### Exercise prompt
Copy out every line of the data below that contains the string "sandal", treating uppercase and lowercase letters as different.

### Extracted information
....................
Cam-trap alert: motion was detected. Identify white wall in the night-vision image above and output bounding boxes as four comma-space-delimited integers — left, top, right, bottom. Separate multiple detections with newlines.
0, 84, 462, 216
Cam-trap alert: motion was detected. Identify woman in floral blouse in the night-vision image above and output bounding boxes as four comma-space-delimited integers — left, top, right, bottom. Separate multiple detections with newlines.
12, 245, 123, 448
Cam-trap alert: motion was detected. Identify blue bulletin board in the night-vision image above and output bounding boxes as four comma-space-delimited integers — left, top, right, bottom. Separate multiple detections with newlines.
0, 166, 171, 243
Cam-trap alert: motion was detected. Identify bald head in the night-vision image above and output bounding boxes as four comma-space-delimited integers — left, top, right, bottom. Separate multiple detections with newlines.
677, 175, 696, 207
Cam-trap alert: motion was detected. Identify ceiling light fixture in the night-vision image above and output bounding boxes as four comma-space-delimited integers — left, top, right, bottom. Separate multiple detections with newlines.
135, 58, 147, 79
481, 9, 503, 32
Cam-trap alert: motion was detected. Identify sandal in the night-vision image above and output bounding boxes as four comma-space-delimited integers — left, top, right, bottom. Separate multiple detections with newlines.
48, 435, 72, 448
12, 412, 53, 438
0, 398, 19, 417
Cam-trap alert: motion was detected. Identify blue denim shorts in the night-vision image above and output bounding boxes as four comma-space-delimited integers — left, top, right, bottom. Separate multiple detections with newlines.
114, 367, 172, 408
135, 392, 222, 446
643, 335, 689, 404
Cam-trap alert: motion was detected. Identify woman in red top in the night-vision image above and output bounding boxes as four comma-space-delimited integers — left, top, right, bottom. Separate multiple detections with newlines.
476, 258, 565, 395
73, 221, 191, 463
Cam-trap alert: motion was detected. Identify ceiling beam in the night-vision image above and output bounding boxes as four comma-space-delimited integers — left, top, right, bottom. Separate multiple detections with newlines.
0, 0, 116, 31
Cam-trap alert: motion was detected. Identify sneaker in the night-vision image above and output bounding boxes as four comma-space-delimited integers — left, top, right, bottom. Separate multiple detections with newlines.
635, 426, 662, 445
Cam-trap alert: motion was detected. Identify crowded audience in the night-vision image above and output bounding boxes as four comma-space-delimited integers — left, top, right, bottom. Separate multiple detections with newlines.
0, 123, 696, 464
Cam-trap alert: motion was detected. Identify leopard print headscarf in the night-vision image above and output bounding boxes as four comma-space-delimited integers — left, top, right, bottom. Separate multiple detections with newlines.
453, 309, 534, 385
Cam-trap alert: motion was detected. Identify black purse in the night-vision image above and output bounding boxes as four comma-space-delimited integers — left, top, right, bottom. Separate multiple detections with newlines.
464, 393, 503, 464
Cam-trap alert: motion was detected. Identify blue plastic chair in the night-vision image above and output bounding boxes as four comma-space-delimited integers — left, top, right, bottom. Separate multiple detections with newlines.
....................
### Correct answer
Cam-trap alert: motion was detected. Identify sandal in the night-vision image above and output bounding boxes as four comma-space-delimited integers — left, top, right, bottom. Separate multiple detections with newlines.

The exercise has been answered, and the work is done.